* [SET OF TASKS]:
• a. According to the dancing-on-wheels text, what is Merry Lynn's occupation?
• b. Summarize the dancing-on-wheels text in two sentences.
• c. Resume the dancing-on-wheels text after its final sentence and continue it.

* [STUDY TEXT]:
━━━━━━━━━━━━━━━━━━━━━━━━━━━━━━

Dancing on Wheels!
Sonshine Morris, an artist from Florida, USA shares with us a story about their personal experience with disability as a result of her husband’s injury and how it inspired her daughter Merry Lynn, a choreographer and dance teacher at the University of South Florida to help develop a hands-free wheelchair to allow people with disabilities to learn to dance.
Let me describe how I came to be inspired with technology as a gift graced with life and love. I am experiencing a rather atypical life which began from a fairly typical USA formative youth and family. My husband experienced the same. It was the Vietnam War years of the early 1970’s when both of us met at an avant-garde prayer meeting after questioning the value systems of basically everything (we still question almost everything!). God became a reality to us and we both were new Christians. We fell in love and married within two years.

━━━━━━━━━━━━━━━━━━━━━━━━━━━━━━

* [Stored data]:

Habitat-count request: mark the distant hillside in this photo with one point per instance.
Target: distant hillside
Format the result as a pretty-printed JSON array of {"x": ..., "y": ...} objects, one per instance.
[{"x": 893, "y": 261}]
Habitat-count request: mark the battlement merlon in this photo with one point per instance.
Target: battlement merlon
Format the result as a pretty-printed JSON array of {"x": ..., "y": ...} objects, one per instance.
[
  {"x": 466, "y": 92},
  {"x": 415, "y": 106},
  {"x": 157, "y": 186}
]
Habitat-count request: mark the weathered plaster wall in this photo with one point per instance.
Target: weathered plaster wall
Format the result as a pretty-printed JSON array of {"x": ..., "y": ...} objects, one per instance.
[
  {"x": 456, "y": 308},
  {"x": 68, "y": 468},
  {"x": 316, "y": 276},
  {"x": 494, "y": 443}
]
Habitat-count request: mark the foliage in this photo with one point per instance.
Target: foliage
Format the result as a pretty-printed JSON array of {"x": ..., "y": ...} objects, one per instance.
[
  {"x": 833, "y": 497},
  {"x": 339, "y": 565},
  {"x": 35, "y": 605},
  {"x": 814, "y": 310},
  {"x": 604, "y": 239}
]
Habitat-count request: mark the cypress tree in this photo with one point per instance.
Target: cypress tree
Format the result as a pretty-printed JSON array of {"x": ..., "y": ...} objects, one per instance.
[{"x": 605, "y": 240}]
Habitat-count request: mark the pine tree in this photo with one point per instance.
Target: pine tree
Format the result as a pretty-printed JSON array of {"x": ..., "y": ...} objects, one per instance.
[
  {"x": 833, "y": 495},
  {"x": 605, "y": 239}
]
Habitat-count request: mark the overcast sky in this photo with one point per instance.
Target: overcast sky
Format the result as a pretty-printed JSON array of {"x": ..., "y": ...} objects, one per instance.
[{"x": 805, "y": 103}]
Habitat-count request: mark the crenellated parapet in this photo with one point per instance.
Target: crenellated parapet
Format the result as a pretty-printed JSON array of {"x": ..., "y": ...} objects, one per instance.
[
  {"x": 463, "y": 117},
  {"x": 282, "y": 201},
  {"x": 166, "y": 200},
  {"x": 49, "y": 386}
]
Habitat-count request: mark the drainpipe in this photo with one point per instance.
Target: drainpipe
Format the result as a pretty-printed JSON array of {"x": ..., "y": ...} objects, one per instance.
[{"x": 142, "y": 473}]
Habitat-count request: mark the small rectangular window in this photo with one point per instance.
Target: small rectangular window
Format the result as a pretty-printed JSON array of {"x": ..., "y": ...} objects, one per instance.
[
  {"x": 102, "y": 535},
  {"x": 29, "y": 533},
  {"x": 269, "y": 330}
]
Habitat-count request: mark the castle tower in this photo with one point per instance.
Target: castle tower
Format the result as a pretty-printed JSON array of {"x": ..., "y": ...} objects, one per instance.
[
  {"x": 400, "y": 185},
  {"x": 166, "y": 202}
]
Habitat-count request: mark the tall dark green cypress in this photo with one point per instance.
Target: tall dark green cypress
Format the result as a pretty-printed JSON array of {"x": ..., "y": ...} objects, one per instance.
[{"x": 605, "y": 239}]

━━━━━━━━━━━━━━━━━━━━━━━━━━━━━━

* [ANSWERS FOR THE TASKS]:
• a. She is a choreographer and dance teacher at the University of South Florida.

• b. Sonshine Morris, an artist from Florida, shares how her husband's injury inspired their daughter Merry Lynn, a choreographer and dance teacher at the University of South Florida, to help develop a hands-free wheelchair that lets people with disabilities learn to dance. Morris recalls meeting the husband at an avant-garde prayer meeting during the Vietnam War years of the early 1970s, both becoming new Christians, and marrying within two years.

• c.
Life does not always seem to be measured out quite fairly in a general and especially global sort of way. We always felt that, and wondered with everyone else the big “Why?” That was our beginning and the story continues in hope of never ending! When Merry Lynn was 12 years old, her dad went up to the store to buy yellow paint to finish her room design. Not five minutes from our house, two 18 year-old boys crossed the centreline and hit my husband head-on flipping his car in the air. On a respirator and brain shunt from surgery, his mangled body was somehow being kept “alive.” The thread of his being hung on comatose while he remained severely brain-injured with a broken hip, crushed knee, blind in one eye, pneumonia, paralysis and seizures. The unbelievable picture of this is all the worse as one realizes he was such a very strong-boned six foot three (6’3″) man in the prime of his life. I find it is still hard to imagine it all. He resembled a broken puppet with all the strings of life cut. And, so began our years of suffering in disability which has a ripple effect felt like that of a tsunami.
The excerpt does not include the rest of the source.